[Records from a point labeling set]

##########

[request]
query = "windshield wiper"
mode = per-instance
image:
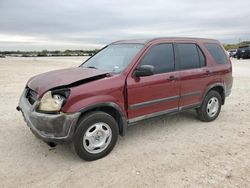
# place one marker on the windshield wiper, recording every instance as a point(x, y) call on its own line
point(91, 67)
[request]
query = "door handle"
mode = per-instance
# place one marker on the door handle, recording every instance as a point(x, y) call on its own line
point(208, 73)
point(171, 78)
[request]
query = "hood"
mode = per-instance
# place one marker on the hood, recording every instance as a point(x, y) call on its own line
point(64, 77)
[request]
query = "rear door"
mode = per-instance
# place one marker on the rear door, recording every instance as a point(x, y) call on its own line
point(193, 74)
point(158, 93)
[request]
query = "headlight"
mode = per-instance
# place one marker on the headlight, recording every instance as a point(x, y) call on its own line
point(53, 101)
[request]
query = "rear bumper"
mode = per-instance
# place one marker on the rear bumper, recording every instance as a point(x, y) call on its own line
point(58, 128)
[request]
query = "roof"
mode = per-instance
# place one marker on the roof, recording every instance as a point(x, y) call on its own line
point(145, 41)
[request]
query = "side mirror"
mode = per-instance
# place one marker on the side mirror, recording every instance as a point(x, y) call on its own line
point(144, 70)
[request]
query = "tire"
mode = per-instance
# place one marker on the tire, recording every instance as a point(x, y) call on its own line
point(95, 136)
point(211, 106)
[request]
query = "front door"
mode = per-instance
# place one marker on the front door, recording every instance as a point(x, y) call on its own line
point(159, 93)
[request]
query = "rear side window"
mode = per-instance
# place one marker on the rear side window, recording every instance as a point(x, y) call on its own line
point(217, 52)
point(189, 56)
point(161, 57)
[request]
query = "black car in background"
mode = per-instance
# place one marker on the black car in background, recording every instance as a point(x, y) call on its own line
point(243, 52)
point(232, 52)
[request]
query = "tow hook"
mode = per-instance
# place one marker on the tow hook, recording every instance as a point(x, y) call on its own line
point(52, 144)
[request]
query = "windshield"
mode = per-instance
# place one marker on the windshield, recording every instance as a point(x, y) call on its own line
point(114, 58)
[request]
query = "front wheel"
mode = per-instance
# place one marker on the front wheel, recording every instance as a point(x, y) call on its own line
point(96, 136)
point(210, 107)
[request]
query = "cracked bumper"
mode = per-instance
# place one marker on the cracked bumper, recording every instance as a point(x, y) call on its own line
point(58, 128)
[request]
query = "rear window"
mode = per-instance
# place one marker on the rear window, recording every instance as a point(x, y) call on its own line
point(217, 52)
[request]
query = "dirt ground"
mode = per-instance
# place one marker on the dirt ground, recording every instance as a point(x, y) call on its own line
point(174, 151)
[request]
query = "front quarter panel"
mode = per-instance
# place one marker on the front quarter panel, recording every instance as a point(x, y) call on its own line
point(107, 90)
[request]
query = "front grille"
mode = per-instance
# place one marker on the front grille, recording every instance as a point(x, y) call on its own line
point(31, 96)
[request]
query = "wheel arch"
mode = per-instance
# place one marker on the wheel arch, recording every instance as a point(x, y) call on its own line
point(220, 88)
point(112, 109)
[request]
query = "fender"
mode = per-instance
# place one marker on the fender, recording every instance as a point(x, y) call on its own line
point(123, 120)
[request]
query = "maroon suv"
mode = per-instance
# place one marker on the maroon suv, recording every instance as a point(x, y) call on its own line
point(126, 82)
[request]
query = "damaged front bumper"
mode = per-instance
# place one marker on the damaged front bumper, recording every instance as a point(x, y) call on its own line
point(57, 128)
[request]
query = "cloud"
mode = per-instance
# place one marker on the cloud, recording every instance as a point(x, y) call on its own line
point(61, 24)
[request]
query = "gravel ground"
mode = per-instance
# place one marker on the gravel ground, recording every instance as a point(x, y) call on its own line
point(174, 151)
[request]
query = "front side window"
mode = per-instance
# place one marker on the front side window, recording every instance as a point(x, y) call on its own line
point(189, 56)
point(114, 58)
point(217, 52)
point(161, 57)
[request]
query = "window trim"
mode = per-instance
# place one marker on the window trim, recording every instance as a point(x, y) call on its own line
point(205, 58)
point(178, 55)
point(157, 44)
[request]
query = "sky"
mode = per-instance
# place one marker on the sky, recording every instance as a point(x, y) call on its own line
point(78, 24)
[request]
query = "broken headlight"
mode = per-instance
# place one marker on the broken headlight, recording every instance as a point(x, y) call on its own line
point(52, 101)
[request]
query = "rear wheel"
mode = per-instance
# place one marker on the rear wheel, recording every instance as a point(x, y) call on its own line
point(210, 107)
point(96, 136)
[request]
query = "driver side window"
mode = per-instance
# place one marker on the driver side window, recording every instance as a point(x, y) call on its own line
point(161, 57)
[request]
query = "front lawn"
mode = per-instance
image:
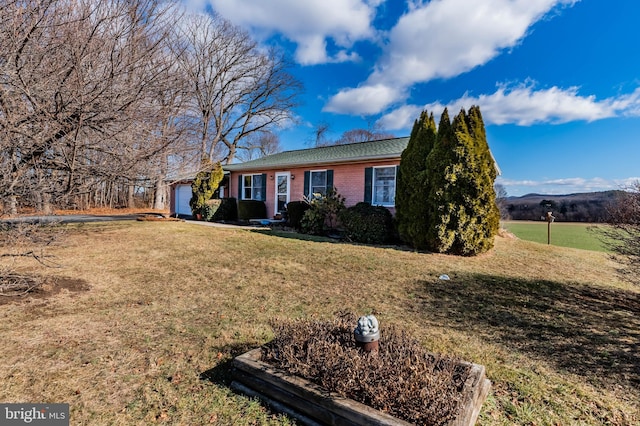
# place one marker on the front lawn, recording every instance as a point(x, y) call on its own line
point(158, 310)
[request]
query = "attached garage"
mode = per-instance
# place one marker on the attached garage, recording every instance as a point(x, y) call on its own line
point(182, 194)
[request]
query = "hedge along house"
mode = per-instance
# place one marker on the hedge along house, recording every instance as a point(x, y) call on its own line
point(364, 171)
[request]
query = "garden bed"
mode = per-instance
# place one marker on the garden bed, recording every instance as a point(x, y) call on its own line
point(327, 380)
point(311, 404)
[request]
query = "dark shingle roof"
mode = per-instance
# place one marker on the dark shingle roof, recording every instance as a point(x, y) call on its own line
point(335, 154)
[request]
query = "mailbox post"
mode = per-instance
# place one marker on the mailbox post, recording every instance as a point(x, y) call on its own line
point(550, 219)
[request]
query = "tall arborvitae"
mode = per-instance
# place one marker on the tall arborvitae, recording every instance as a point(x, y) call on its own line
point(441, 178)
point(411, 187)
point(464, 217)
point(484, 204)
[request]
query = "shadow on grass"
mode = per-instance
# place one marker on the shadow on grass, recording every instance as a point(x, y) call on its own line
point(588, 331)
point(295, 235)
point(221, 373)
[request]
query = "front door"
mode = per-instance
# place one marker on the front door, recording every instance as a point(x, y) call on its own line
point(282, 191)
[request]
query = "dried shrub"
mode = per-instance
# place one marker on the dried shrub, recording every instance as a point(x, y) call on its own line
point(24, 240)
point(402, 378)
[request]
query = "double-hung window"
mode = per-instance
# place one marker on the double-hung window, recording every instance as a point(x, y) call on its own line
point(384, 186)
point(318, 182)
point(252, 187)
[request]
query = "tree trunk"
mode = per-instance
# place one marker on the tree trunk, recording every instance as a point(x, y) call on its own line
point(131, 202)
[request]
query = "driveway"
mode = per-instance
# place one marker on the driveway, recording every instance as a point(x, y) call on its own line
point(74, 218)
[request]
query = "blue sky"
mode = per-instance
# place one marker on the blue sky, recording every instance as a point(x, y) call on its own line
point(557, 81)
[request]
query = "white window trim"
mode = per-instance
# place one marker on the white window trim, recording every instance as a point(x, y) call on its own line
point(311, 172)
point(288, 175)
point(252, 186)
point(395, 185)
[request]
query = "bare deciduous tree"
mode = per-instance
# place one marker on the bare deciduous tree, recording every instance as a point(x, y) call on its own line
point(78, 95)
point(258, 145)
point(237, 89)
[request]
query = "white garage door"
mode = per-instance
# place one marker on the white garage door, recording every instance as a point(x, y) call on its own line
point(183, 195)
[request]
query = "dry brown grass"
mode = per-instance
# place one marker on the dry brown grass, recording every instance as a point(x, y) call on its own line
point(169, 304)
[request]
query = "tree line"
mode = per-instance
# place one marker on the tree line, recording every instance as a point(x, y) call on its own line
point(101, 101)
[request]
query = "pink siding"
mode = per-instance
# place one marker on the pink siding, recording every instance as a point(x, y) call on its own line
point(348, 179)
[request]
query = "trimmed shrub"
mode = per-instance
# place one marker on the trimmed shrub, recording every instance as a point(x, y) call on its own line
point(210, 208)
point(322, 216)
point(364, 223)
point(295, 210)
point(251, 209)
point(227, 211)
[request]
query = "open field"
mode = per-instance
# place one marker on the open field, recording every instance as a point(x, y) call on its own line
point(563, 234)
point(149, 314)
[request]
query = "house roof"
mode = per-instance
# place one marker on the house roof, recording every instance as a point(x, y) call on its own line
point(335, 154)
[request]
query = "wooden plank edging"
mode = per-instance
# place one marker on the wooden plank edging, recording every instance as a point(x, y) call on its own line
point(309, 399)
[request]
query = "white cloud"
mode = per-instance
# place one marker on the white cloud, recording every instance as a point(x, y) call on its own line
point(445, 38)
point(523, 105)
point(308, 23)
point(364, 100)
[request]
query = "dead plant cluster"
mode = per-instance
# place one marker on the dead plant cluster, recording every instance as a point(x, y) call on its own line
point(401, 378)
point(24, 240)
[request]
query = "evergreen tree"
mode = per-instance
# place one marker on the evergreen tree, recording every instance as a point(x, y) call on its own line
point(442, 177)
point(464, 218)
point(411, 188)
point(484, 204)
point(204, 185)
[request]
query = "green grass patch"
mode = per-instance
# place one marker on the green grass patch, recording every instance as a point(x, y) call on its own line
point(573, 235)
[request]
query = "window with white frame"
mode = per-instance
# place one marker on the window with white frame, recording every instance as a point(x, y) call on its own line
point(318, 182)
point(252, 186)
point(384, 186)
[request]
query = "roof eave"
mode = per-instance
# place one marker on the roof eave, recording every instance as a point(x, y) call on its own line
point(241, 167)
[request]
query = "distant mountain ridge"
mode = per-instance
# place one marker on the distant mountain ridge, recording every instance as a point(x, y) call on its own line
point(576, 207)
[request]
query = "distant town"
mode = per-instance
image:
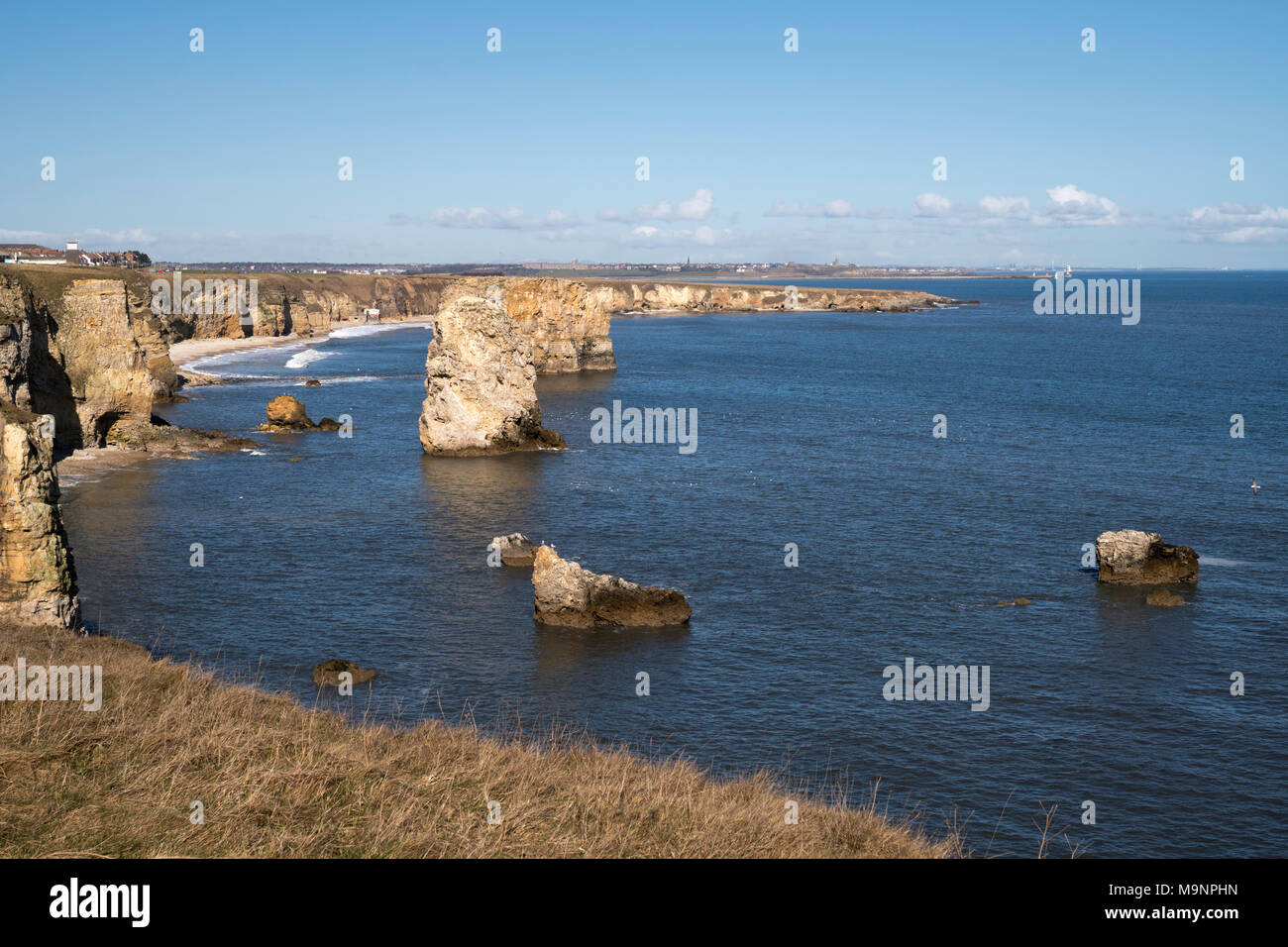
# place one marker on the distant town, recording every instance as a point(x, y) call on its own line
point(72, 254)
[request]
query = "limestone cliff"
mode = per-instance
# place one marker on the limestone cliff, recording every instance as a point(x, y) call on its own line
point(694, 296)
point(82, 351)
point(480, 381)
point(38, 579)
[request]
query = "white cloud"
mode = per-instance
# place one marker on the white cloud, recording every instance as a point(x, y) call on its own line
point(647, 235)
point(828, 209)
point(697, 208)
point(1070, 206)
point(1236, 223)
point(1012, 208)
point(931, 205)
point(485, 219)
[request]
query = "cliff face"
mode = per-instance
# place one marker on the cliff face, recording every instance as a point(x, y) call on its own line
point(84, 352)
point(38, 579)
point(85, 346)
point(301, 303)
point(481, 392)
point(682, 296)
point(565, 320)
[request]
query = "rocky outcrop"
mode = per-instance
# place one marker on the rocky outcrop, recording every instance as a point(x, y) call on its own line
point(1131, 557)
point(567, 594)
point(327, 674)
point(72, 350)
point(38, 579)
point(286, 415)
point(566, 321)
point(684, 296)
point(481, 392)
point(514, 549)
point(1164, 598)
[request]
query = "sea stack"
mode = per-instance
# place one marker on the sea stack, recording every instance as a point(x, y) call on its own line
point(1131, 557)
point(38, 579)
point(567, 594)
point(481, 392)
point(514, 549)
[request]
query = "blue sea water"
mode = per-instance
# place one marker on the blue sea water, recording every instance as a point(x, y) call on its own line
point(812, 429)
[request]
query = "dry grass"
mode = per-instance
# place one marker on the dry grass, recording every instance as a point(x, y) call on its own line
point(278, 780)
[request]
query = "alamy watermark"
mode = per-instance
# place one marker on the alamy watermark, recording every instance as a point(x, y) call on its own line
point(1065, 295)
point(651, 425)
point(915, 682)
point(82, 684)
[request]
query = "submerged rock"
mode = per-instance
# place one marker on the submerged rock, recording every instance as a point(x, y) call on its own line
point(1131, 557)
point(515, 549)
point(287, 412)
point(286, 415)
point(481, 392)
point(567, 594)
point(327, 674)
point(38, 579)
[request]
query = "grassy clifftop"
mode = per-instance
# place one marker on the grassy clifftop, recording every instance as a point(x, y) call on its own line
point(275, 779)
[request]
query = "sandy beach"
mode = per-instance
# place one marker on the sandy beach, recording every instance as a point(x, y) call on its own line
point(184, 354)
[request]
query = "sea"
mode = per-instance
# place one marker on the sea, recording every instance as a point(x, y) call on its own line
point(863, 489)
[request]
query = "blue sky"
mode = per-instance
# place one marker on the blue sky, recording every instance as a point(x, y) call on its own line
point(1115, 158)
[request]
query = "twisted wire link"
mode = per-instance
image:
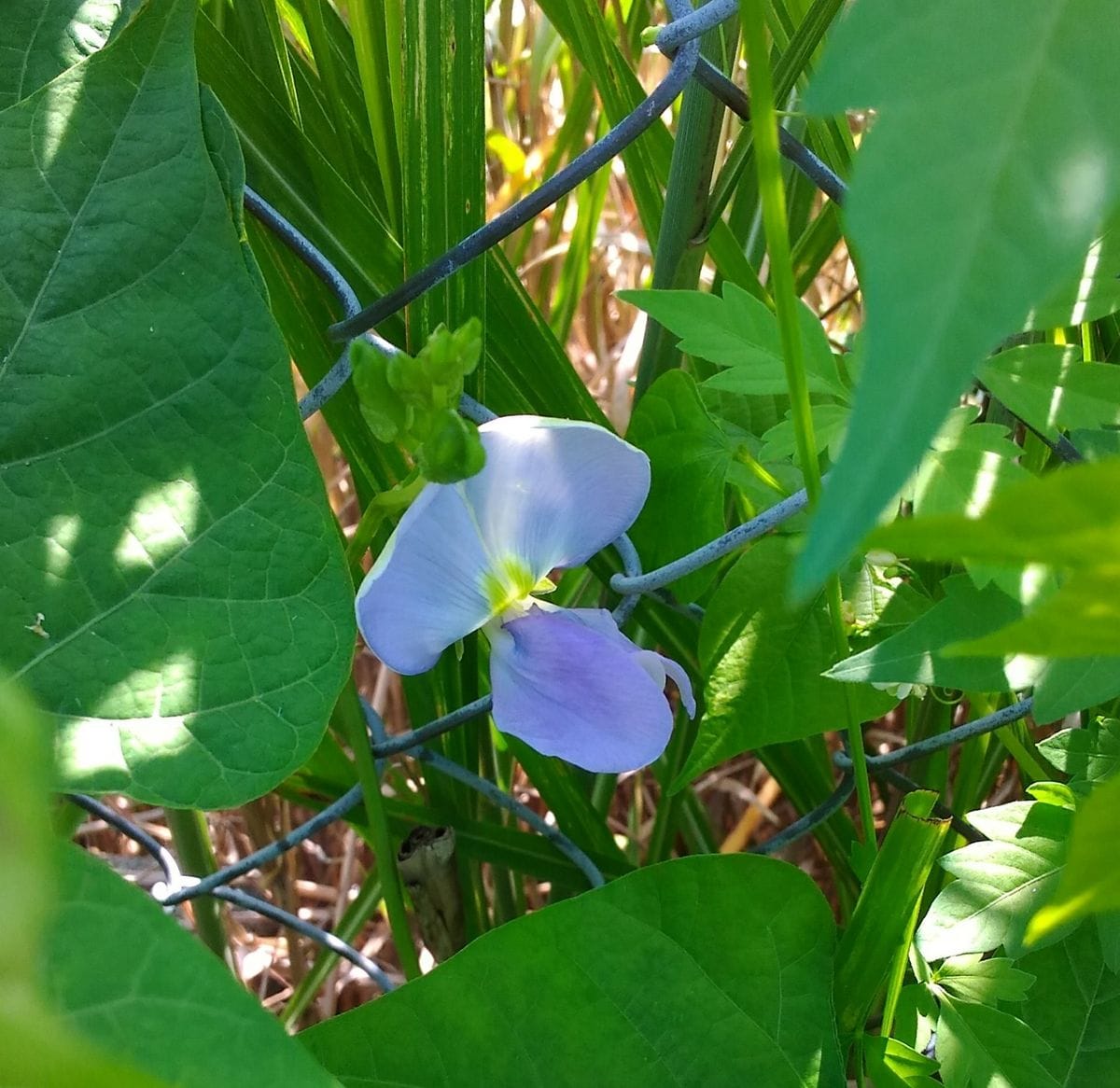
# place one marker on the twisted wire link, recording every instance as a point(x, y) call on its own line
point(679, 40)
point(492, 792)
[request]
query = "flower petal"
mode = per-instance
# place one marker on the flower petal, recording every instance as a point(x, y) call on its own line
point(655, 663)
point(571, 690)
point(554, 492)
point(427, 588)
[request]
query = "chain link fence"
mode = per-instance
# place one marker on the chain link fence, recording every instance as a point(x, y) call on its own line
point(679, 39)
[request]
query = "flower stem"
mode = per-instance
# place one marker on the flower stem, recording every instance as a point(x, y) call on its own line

##########

▶ TO DO:
How many lines of the items above contain the string "quarter"? Give only the number.

▶ SOLUTION FOR THIS EXERCISE:
2